In `@plugins/in_tcp/tcp_conn.c`:
- Around line 143-145: The tcp_ingest_logs() calls currently ignore its return
value and can drop records; update both call sites (the two tcp_ingest_logs(ctx,
ctx->log_encoder->output_buffer, ctx->log_encoder->output_length) invocations)
to check the returned status, log a failure with context (include the returned
error code and any relevant ctx identifiers), and propagate the error out of the
enclosing function instead of silently continuing—i.e., if tcp_ingest_logs()
returns non-zero, call the logger on ctx (or appropriate logger) with a
descriptive message and return/forward a non-success code (or set the enclosing
function’s error return) so upstream code can handle the failure.
In `@plugins/in_tcp/tcp.c`:
- Around line 206-220: The worker pause path (in_tcp_worker_pause) currently
only calls flb_downstream_pause(ctx->downstream) and fails to walk
ctx->connections to drain/close worker-owned client sessions; update
in_tcp_worker_pause (and the analogous block around lines 361-366) to iterate
ctx->connections and for each connection perform the same shutdown/close steps
the single-listener path uses (e.g., stop reads, flush/drain pending data and
then close/destroy the connection using the existing connection shutdown/close
helpers), ensuring connections cannot continue reading after pause.

# QUESTIONS
(1) Answer these questions about the code review notes on the TCP input plugin, each on its own line:
(a) Whose return value is currently ignored at two call sites in tcp_conn.c?
(b) What is the only function that in_tcp_worker_pause currently calls?
(c) Around which line numbers in tcp.c is the worker pause path located?
(2) Output the records from their beginning through the line containing "positive clicks: (715, 177)" as a JSON list of strings, one string per line and no strings for blank lines, and leave the pictures out.

# INPUT DATA
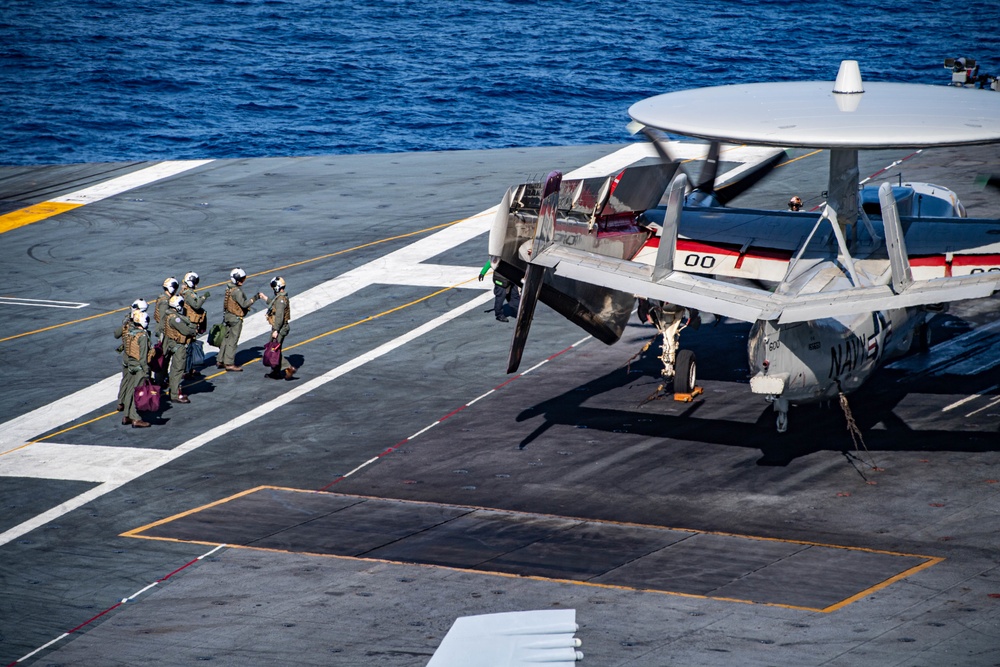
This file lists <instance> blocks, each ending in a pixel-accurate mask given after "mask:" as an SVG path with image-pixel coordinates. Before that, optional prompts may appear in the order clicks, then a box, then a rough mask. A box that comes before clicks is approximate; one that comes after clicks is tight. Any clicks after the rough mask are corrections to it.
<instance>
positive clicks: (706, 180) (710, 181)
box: [694, 141, 720, 195]
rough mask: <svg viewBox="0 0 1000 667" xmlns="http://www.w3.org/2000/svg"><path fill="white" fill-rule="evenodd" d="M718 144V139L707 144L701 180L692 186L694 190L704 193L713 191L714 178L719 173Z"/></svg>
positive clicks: (715, 177) (718, 158) (698, 191)
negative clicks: (705, 154) (707, 152)
mask: <svg viewBox="0 0 1000 667" xmlns="http://www.w3.org/2000/svg"><path fill="white" fill-rule="evenodd" d="M719 145H720V144H719V142H718V141H713V142H712V143H711V144H709V145H708V155H707V156H705V166H704V167H702V168H701V182H699V183H698V185H696V186H694V189H695V190H697V191H698V192H703V193H705V194H706V195H711V194H714V193H715V179H716V177H717V176H718V175H719Z"/></svg>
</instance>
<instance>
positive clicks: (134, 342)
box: [122, 329, 156, 363]
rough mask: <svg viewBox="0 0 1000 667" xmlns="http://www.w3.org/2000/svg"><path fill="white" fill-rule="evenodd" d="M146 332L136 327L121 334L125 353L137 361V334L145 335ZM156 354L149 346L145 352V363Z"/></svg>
mask: <svg viewBox="0 0 1000 667" xmlns="http://www.w3.org/2000/svg"><path fill="white" fill-rule="evenodd" d="M145 334H146V332H145V331H143V330H141V329H136V330H135V332H134V333H133V332H125V333H124V334H122V340H124V341H125V354H127V355H128V356H129V357H130V358H132V359H135V360H136V361H139V354H140V352H141V349H140V347H139V336H143V335H145ZM155 354H156V350H155V349H154V348H153V347H152V346H150V348H149V352H147V353H146V363H149V362H150V361H152V360H153V356H154V355H155Z"/></svg>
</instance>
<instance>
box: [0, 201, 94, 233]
mask: <svg viewBox="0 0 1000 667" xmlns="http://www.w3.org/2000/svg"><path fill="white" fill-rule="evenodd" d="M81 206H83V204H67V203H65V202H54V201H45V202H42V203H41V204H34V205H32V206H29V207H27V208H22V209H18V210H16V211H12V212H10V213H7V214H6V215H0V234H3V233H4V232H9V231H10V230H12V229H17V228H18V227H24V226H25V225H30V224H31V223H33V222H38V221H39V220H44V219H46V218H51V217H52V216H54V215H59V214H60V213H65V212H66V211H71V210H73V209H74V208H80V207H81Z"/></svg>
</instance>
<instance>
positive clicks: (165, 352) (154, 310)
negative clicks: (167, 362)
mask: <svg viewBox="0 0 1000 667" xmlns="http://www.w3.org/2000/svg"><path fill="white" fill-rule="evenodd" d="M178 287H180V283H179V282H177V278H174V277H172V276H171V277H170V278H166V279H164V281H163V294H161V295H160V298H158V299H157V300H156V307H155V308H154V309H153V321H155V322H156V331H155V334H156V335H155V337H154V341H153V345H154V346H155V345H156V344H157V343H159V345H160V348H161V349H163V320H164V318H165V317H166V315H167V314H168V313H169V311H170V304H169V302H170V297H172V296H174V295H175V294H177V288H178ZM163 353H164V355H166V350H163ZM160 375H166V371H165V368H164V371H163V372H160V371H157V372H155V373H153V374H152V376H151V377H152V380H153V384H157V385H159V386H160V387H163V386H165V385H166V384H167V382H166V380H167V379H166V377H160Z"/></svg>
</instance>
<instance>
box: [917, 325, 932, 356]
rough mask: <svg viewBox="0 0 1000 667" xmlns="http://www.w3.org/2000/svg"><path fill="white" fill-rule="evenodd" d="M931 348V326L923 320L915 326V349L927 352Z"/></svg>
mask: <svg viewBox="0 0 1000 667" xmlns="http://www.w3.org/2000/svg"><path fill="white" fill-rule="evenodd" d="M930 349H931V327H930V325H929V324H927V322H924V323H923V324H921V325H920V326H918V327H917V351H918V352H927V351H928V350H930Z"/></svg>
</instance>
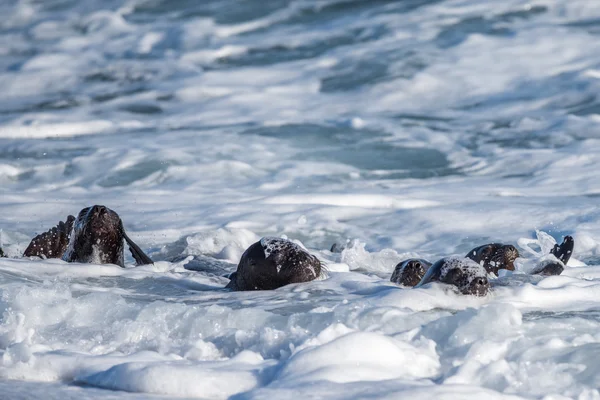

# ANSWERS TO THIS EXERCISE
(1)
(a) The return value of tcp_ingest_logs().
(b) flb_downstream_pause(ctx->downstream).
(c) Around lines 206-220.

(2)
[
  "This file lists <instance> blocks, each ending in a pixel-accurate mask given after \"mask:\" as an SVG path with image-pixel coordinates. Before that, optional prompts may appear in the order clicks, then a box, then a rough mask. A box that comes before clicks is approximate; one that comes after clicks is tight. Any clicks after the rough mask are corrections to it.",
  "<instance>",
  "positive clicks: (706, 180) (710, 181)",
  "box: [694, 141, 720, 195]",
  "rough mask: <svg viewBox=\"0 0 1000 667\" xmlns=\"http://www.w3.org/2000/svg\"><path fill=\"white\" fill-rule=\"evenodd\" d=\"M718 144V139L707 144L701 180L692 186L694 190L704 193L713 191L714 178L719 173Z\"/></svg>",
  "positive clicks: (715, 177) (718, 158) (698, 191)"
]